AUSGEWÄHLTER TEXTABSCHNITT ->
*****

Demonstrationen verboten
Im Innern gilt jetzt für drei Monate der Ausnahmezustand. Er ist auf Antrag der Regierung heute von der Assemblée Nationale, dem Parlament, mit überwältigender Mehrheit beschlossen worden. Am Freitag muss die zweite Kammer, der Senat, noch zustimmen. Die Mehrheiten dafür steht, umso mehr seitdem am Mittwoch eine weitere Terrorzelle in Saint-Denis im Norden von Paris entdeckt und mitten in dieser Vorstadt bekämpft wurde. Einige Bestimmungen des Gesetzes zum Ausnahmezustand von 1955 werden noch verschärft, etwa die Möglichkeit, Hausarreste zu verhängen oder gefährliche Gruppierungen aufzulösen, andere Bestimmungen werden gestrichen, wie die bislang vorgesehene Möglichkeit zur Zensur der Presse und Medien. Versammlungen und Veranstaltungen können allerdings ohne Weiteres verboten werden.
In den Metrostationen hängen noch die Plakate, die zu der großen Demonstration am 29. November in Paris aufrufen, vor Beginn des Klimagipfels am 30. November. Außenminister Laurent Fabius hat heute angekündigt, dass diese wie andere Demonstrationen nicht stattfinden dürfen. Über 130 in der Klima-Koalition 21 versammelten NGOs hatten zuvor gefordert, dass wenn der Klimagipfel in Paris tagen wird, es auch eine Beteiligung und Mobilisierungsmöglichkeit der Zivilgesellschaft geben muss, dass es nicht nur einen Gipfel der Regierungen hinter verschlossenen und hoch gesicherten Türen geben darf. Die NGOs halten auch weiterhin daran fest, dass sie sich im Rahmen der eingeschränkten Möglichkeiten beteiligen wollen und hörbar sein wollen.
Erlaubt und möglich werden auch weiterhin Veranstaltungen in geschlossenen Räumen sein, die leicht zu sichern sind. Aber der in zehn Tagen beginnende Klimagipfel interessiert verständlicherweise nur noch wenig in Frankreich. Da hilft der Hinweis der NGOs und auch der französischen Grünen, die immer noch existierende Abhängigkeit von Öl und die entsprechenden Öldollars wären ein wichtiger Faktor bei den Krisen und Konflikten im Nahen Osten oder dass der Klimaschutz mit einer konsequenten Energiewende diesen Faktor eindämmen könnte, wenig.
Außenpolitische Koordinaten verschieben sich
Entschlossenes Handeln gegen den IS und Verschärfungen in der Sicherheitspolitik stehen im Mittelpunkt, Präsident Hollande hat dabei das Heft des Handelns in der Hand. Dabei macht er sich nicht nur viele Forderungen der französischen Rechten, wie etwa die Aberkennung der Staatsbürgerschaft für Franzosen, die gegen die Republik kämpfen, zu eigen - auch wenn sein Innenminister Bernard Cazeneuve im vergangenen Januar Oppositionsführer Nicolas Sarkozy noch erklärt hatte, das verstoße gegen die Europäische Menschenrechtskonvention. Völlig in den Hintergrund gerät auch die Frage, was gegen die Radikalisierung Jugendlicher in den Vorstädten Frankreichs und offenkundig auch mitten in Brüssel getan werden kann.

*****

BEREITGESTELLTES MATERIAL ->
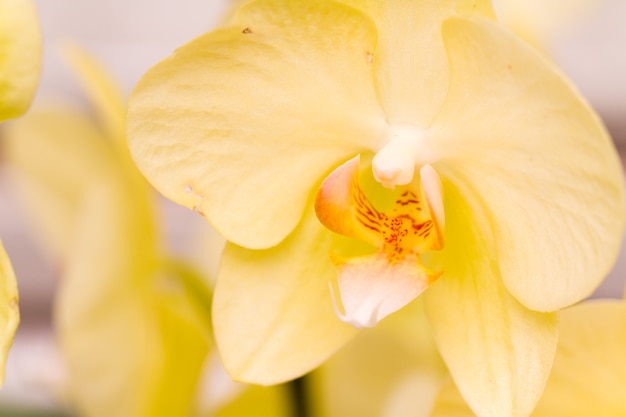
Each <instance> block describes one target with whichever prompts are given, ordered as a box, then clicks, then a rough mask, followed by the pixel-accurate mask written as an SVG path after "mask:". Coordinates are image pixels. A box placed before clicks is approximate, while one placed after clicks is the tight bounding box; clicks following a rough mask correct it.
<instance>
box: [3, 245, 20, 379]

*****

AUFGABEN ->
a) Gib aus dem Textabschnitt über den Ausnahmezustand in Frankreich den Wortlaut unverändert wieder, beginnend bei „In den Metrostationen“ und endend bei „hörbar sein wollen.“.
b) Wer hat laut dem Textabschnitt über den Ausnahmezustand in Frankreich angekündigt, dass die große Demonstration vor dem Klimagipfel nicht stattfinden darf?

LÖSUNGEN ->
a)
In den Metrostationen hängen noch die Plakate, die zu der großen Demonstration am 29. November in Paris aufrufen, vor Beginn des Klimagipfels am 30. November. Außenminister Laurent Fabius hat heute angekündigt, dass diese wie andere Demonstrationen nicht stattfinden dürfen. Über 130 in der Klima-Koalition 21 versammelten NGOs hatten zuvor gefordert, dass wenn der Klimagipfel in Paris tagen wird, es auch eine Beteiligung und Mobilisierungsmöglichkeit der Zivilgesellschaft geben muss, dass es nicht nur einen Gipfel der Regierungen hinter verschlossenen und hoch gesicherten Türen geben darf. Die NGOs halten auch weiterhin daran fest, dass sie sich im Rahmen der eingeschränkten Möglichkeiten beteiligen wollen und hörbar sein wollen.

b) Außenminister Laurent Fabius